Último encontro do Papa Bento XVI com o clero de Roma
Roma, 20 de Fevereiro de 2013
No
dia 14/02/2013 ocorreu o último encontro do Papa Bento XVI com o clero
de Roma, tradicionalmente realizado na primeira quinta-feira da
Quaresma. Esse ano foi bem especial, devido à “notícia do século”, como é
chamada na Europa a renúncia do Papa ao ministério petrino. A diferença
dos outros anos, o evento iniciou com uma peregrinação da Praça São
Pedro até a tumba do príncipe dos Apóstolos, guiada pelo cardeal-vigário
de Roma, Agostino Vallini. Ao iniciar, eu trazia na memória as
recordações da Missa do dia anterior, a última celebrada pelo Papa, na
qual ocorreu algo extraordinário: durante a procissão final, todos se
despediram do Papa com incessáveis aplausos e lágrimas. E o Papa,
repleto de uma paz transbordante, sorria e abençoava a todos
docemente[i].
Durante a peregrinação, feita por mais de 1.000 padres de todo o
mundo, cantava-se a ladainha dos santos, algo que me fez recordar o
funeral do Beato João Paulo II, o último Conclave e o dia da minha
Ordenação, quando nos prostramos diante de Deus, abandonando-nos à sua
Providência, com a certeza de que não estamos só, pois os santos
acompanham e intercedem pela Igreja. Ao chegar diante da tumba de Pedro,
rezamos o Símbolo dos Apóstolos (Credo) em italiano. Era curioso que
muitos liam o texto, por medo de se equivocar num momento tão solene;
logo cantamos o Pai Nosso e Ave Regina caelorumem latim, dessa vez sem receio de errar.

### Objetivo da tarefa
Dê continuidade ao relato sobre o último encontro de Bento XVI com o clero de Roma, começando logo após a última frase do trecho. Os registros provêm de uma fonte diferente.

### Excertos de dados de apontamento
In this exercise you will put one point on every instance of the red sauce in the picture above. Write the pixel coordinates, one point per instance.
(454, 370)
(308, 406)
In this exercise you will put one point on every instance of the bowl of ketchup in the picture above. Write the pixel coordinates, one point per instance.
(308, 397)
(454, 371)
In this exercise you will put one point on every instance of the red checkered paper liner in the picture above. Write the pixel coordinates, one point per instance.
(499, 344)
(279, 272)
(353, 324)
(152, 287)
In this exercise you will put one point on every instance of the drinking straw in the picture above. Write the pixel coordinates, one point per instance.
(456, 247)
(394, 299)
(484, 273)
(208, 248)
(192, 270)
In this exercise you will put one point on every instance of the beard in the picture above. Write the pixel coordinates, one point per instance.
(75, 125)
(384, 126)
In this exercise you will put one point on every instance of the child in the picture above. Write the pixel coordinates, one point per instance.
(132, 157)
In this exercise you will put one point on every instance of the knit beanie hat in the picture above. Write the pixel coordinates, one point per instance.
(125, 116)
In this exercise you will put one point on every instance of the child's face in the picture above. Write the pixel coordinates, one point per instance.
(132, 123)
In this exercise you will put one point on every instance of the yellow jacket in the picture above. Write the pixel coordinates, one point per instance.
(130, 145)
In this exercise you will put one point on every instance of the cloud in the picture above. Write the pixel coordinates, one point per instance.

### Resultado da tarefa
Depois disso nos dirigimos à Aula Paulo VI para o esperado encontro; assistimos então à gravação da lectio divina do
Papa aos seminaristas de Roma, ocorrida uma semana antes. Eram
impressionantes as palavras de fé do Papa que dizia que devemos evitar
tanto o falso pessimismo, o pensar que tudo vai mal e que a Igreja é uma
árvore que está morrendo; quanto o falso optimismo, daqueles que vêm os
Seminários, conventos e igrejas fechando e dizem que tudo vai bem. Em
vez disso, os cristãos devem ser realistas e estar certos de que o
futuro é nosso, é de Deus, e que a árvore da Igreja cresce sempre de
novo, pois ela sempre se renova; por isso devemos servi-la com a
consciência de que ela é de Deus, que a mantém e governa; os sacerdotes
devem dizer simplesmente: “somos servos inúteis; fizemos o devíamos
fazer” (Lc. 17, 10)[ii]. Essas palavras do Papa são uma grande lição de
humildade não só para os padres e seminaristas, mas para todo cristão.
De fato, essa foi a mais bela lição do “Papa-professor”, dada desde a
cátedra da humildade, que se tornou uma imagem da Cruz de Cristo.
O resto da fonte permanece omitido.